> **Your objective**
Copy the lines of the records below exactly, from the line containing "Task: for every instance of the grass-colored" down through the end of the records.

◇ ◇ ◇ ◇

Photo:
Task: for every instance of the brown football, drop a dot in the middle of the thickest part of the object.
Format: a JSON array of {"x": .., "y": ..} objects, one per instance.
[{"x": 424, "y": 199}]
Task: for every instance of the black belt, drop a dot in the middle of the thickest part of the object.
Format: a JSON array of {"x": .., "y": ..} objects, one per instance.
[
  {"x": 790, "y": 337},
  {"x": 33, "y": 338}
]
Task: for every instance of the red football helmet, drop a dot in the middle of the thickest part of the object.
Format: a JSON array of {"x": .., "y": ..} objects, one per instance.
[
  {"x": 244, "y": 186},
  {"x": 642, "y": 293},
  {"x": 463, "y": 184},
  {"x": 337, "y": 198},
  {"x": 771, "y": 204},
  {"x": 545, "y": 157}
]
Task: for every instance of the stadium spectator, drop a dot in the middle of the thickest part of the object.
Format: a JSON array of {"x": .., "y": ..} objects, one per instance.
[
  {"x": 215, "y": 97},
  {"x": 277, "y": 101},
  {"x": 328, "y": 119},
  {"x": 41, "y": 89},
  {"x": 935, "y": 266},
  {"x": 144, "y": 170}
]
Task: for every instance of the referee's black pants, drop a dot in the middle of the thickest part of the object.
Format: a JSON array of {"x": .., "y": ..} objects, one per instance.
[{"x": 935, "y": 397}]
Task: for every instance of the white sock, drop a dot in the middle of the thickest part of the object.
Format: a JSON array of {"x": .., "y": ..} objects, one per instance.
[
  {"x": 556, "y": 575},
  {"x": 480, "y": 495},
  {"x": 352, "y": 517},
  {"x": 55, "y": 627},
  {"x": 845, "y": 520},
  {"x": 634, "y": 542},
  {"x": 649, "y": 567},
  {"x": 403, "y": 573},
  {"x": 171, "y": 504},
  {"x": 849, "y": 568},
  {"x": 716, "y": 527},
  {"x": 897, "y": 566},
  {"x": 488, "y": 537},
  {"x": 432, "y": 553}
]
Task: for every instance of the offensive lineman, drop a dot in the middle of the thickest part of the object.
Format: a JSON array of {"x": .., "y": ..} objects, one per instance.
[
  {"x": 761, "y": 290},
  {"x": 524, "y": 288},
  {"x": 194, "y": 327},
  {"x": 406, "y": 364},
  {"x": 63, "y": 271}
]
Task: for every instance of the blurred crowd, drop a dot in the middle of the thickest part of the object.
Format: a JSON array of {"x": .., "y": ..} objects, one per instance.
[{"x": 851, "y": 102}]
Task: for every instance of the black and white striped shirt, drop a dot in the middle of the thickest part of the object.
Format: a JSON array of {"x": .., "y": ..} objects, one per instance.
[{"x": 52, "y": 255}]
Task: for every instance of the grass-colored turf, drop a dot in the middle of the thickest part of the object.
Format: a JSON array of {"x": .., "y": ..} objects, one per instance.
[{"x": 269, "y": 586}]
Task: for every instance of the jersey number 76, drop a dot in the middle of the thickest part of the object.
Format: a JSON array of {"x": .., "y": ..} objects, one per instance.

◇ ◇ ◇ ◇

> **Reply to the exercise**
Task: for every instance of the grass-colored turf, drop a dot in the middle of the thickest part of the object.
Format: a JSON array of {"x": .., "y": ..} objects, one per instance.
[{"x": 269, "y": 586}]
Task: for every instance of the jersey number 76, drop a dot in the middle of the thickest part of the object.
Format: a JSON array of {"x": .., "y": ..} objects, one per instance.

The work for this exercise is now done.